=== Supplied entries ===
* START *

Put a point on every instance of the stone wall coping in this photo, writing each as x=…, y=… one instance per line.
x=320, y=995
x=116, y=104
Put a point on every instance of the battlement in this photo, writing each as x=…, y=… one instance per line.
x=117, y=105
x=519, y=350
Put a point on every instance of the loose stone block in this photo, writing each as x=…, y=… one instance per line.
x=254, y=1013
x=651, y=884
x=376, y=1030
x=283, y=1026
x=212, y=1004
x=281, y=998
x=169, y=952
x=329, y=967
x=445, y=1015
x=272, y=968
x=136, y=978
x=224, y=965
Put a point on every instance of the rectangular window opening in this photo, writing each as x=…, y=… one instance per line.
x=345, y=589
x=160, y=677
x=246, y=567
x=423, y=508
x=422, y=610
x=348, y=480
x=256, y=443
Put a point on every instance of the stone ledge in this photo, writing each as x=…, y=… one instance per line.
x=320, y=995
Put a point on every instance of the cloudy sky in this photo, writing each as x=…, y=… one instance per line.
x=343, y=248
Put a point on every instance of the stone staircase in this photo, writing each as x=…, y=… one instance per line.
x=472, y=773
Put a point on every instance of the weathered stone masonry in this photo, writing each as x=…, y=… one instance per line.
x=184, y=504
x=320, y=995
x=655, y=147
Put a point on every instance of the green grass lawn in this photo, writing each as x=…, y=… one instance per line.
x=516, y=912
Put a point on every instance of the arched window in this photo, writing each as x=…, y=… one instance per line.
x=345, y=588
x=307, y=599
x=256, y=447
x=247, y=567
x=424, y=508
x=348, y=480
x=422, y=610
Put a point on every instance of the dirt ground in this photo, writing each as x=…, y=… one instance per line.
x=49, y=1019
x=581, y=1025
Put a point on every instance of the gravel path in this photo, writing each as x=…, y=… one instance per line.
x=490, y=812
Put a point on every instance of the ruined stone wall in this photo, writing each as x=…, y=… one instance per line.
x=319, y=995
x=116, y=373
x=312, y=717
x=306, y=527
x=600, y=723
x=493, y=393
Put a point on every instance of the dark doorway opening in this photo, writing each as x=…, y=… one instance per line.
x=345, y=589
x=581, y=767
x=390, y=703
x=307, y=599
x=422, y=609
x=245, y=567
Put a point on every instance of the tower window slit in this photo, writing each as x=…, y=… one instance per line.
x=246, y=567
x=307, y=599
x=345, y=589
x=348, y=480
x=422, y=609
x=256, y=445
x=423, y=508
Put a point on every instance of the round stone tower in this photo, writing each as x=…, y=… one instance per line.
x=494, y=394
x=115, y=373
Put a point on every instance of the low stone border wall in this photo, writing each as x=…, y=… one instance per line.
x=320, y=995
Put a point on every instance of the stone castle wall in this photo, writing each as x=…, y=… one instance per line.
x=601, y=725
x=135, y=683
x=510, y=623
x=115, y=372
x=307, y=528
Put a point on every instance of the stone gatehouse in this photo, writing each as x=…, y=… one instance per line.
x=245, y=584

* END *

=== Exercise description ===
Copy every row above word for word, with nothing changed or left out.

=== Solved exercise ===
Put a point on every instance of the stone wall coping in this photo, writing each as x=…, y=… one instance per line.
x=320, y=995
x=116, y=104
Put a point on every instance of the battlement in this photo, writing each as x=…, y=… one instance per line.
x=117, y=105
x=519, y=350
Put a point on every instance of the loose stone block in this photo, writing each as x=…, y=… one instance per line.
x=254, y=1013
x=651, y=884
x=376, y=1030
x=283, y=1026
x=212, y=1004
x=281, y=998
x=169, y=952
x=329, y=967
x=445, y=1015
x=272, y=968
x=136, y=978
x=224, y=965
Put a point on every instance of the rectangular window opening in this photo, writing each as x=…, y=… one instance per line.
x=345, y=589
x=160, y=677
x=246, y=567
x=423, y=508
x=422, y=610
x=348, y=480
x=256, y=443
Put a point on every instance of the stone ledge in this photo, writing each as x=…, y=… one instance per line.
x=320, y=995
Put a point on every instance of the cloudy sky in this photo, writing each as x=…, y=… one instance per line.
x=343, y=248
Put a point on every instance of the stone staircase in this photo, writing each as x=…, y=… one instance per line.
x=472, y=773
Put a point on every instance of the weathered stone masonry in this photo, writing each as x=…, y=… one instance per line.
x=184, y=504
x=320, y=995
x=655, y=147
Put a point on every instance of the green grass lawn in this photo, writing each as x=…, y=… one instance per line.
x=516, y=912
Put a point on every instance of the arched window in this photo, writing each as x=…, y=… one instance per line.
x=345, y=588
x=307, y=599
x=256, y=447
x=247, y=567
x=424, y=508
x=348, y=480
x=422, y=610
Put a point on every instance of the dirt ground in this photo, writing each as x=…, y=… one instance per line.
x=49, y=1019
x=581, y=1025
Put a point on every instance of the gravel path in this photo, writing each as x=…, y=… one instance per line.
x=490, y=812
Put a point on every instance of the ruined stone wall in this photo, writing each as x=…, y=… one instance per line.
x=319, y=995
x=116, y=373
x=312, y=717
x=306, y=527
x=600, y=723
x=493, y=393
Put a point on every instance of the dark doorway opening in this photo, writing each as x=…, y=… one instance per line.
x=345, y=589
x=581, y=767
x=390, y=703
x=307, y=599
x=422, y=609
x=245, y=567
Put a point on every instance of the tower window slit in this photo, writing each as x=…, y=… one instance per line.
x=246, y=567
x=307, y=599
x=345, y=589
x=348, y=480
x=422, y=609
x=256, y=445
x=423, y=508
Put a point on every instance of the round stone tower in this photo, writing each as x=…, y=… one instance per line.
x=494, y=394
x=115, y=373
Put a point on every instance of the low stone border wall in this photo, writing each as x=…, y=… one instance per line.
x=320, y=995
Put a point on every instance of the stone castle wall in this photo, writing each as x=…, y=… one instance per line.
x=601, y=725
x=135, y=683
x=510, y=623
x=115, y=372
x=307, y=528
Put a point on every instance of the stone gatehouse in this photo, writing each as x=…, y=… one instance per line.
x=245, y=584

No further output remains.